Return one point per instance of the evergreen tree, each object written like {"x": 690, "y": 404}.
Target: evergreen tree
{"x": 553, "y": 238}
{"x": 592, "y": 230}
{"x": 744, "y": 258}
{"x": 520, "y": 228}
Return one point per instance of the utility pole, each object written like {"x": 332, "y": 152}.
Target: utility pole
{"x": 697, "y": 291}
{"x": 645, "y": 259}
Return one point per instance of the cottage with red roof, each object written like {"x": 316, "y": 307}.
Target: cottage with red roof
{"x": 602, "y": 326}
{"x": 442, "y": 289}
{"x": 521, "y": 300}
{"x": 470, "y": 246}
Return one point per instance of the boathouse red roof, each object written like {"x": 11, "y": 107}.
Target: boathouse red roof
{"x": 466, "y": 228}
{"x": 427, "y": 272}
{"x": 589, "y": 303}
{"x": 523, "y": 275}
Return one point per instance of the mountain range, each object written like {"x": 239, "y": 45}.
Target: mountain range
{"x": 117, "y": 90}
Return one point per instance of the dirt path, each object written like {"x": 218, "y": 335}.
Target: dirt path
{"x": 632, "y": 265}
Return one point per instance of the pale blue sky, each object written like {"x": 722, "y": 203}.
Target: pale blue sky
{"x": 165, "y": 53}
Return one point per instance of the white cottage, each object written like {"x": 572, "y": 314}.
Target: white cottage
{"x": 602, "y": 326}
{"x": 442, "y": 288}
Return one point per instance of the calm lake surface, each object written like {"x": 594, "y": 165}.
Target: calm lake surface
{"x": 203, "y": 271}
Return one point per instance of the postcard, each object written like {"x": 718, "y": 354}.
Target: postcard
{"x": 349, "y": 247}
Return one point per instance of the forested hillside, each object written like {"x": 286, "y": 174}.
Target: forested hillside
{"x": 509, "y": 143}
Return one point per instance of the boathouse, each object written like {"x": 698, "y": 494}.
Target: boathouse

> _TASK REQUIREMENTS_: Quote all of the rows above word for word, keeping every line as it appears.

> _EXERCISE SOLUTION_:
Return one point per instance of the evergreen tree, each object written like {"x": 690, "y": 404}.
Target: evergreen tree
{"x": 553, "y": 238}
{"x": 592, "y": 230}
{"x": 744, "y": 258}
{"x": 520, "y": 228}
Return one point per instance of the utility pole, each object written like {"x": 332, "y": 152}.
Target: utility pole
{"x": 697, "y": 291}
{"x": 645, "y": 259}
Return one point per instance of the cottage with red roof, each object written like {"x": 316, "y": 307}.
Target: cottage with red roof
{"x": 602, "y": 326}
{"x": 442, "y": 289}
{"x": 521, "y": 300}
{"x": 470, "y": 246}
Return one point per instance of the boathouse red roof, each object written like {"x": 11, "y": 107}.
Target: boathouse red roof
{"x": 466, "y": 228}
{"x": 427, "y": 272}
{"x": 589, "y": 303}
{"x": 523, "y": 275}
Return one point per instance of the mountain range, each object written like {"x": 239, "y": 45}.
Target: mountain range
{"x": 117, "y": 90}
Return one point per instance of the dirt path, each object written like {"x": 218, "y": 335}.
Target: dirt path
{"x": 632, "y": 265}
Return one point per instance of the pale blue sky, each object written like {"x": 722, "y": 203}.
Target: pale blue sky
{"x": 165, "y": 53}
Return one point per instance of the white cottage, each object written like {"x": 572, "y": 314}.
Target: white cottage
{"x": 602, "y": 326}
{"x": 442, "y": 288}
Return one point per instance of the calm lake surface, each object written like {"x": 594, "y": 165}.
Target: calm lake surface
{"x": 203, "y": 271}
Return one point per instance of the postcard, each object written like {"x": 718, "y": 354}.
Target: postcard
{"x": 349, "y": 247}
Return one point per instance of the forested hillside, each object written like {"x": 286, "y": 174}.
Target: forested hillside
{"x": 509, "y": 143}
Return one point per instance of the boathouse, each object written like {"x": 698, "y": 494}.
Target: boathouse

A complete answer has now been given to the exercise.